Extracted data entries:

>>>>

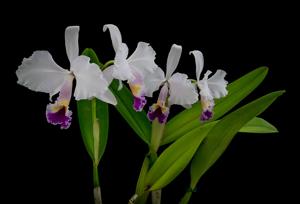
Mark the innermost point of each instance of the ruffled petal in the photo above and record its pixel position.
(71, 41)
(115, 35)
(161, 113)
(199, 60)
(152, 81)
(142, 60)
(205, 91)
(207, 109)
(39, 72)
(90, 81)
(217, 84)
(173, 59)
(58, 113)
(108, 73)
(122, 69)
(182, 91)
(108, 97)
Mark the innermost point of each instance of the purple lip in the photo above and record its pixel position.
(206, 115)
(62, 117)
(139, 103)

<<<<
>>>>

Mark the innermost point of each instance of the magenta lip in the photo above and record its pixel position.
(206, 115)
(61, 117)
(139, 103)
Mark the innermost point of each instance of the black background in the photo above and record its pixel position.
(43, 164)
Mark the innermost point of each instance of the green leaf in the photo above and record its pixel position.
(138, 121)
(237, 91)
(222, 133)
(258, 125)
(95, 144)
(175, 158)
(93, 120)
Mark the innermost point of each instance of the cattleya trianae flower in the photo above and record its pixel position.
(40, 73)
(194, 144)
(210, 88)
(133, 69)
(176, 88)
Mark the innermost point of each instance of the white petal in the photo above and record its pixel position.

<<<<
>>>>

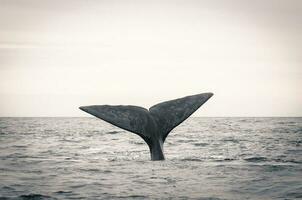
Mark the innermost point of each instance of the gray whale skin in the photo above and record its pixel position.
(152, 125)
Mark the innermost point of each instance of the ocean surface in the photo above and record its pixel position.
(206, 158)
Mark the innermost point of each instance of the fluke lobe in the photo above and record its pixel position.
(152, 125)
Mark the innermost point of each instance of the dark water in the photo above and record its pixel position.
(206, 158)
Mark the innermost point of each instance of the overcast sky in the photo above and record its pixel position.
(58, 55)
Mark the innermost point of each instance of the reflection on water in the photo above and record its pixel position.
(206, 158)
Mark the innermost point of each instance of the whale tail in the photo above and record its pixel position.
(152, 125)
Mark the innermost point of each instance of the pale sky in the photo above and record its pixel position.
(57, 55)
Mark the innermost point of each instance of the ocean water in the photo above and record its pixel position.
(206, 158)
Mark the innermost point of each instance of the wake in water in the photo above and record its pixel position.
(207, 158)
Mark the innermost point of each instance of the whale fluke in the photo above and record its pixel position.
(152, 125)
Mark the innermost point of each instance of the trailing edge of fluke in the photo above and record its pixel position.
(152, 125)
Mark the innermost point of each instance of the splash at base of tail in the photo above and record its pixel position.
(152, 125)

<<<<

▶ GOAL OF THE EXERCISE: Nothing should appear in the answer except the lines above from the line with "Mark the innermost point of each instance of the green" through the line with "Mark the innermost point of each instance of the white", both included, written out exactly.

▶ EXERCISE OUTPUT:
Mark the innermost point of each instance of the green leaf in the photo above and record its pixel position.
(138, 121)
(237, 91)
(222, 133)
(258, 125)
(95, 144)
(175, 158)
(93, 120)
Mark the innermost point of each instance of the cattleya trianae flower in the photo above and record its pixel position.
(40, 73)
(194, 144)
(210, 88)
(133, 69)
(176, 88)
Mark the innermost point of each instance of the white petal in the photo above and record its pixel position.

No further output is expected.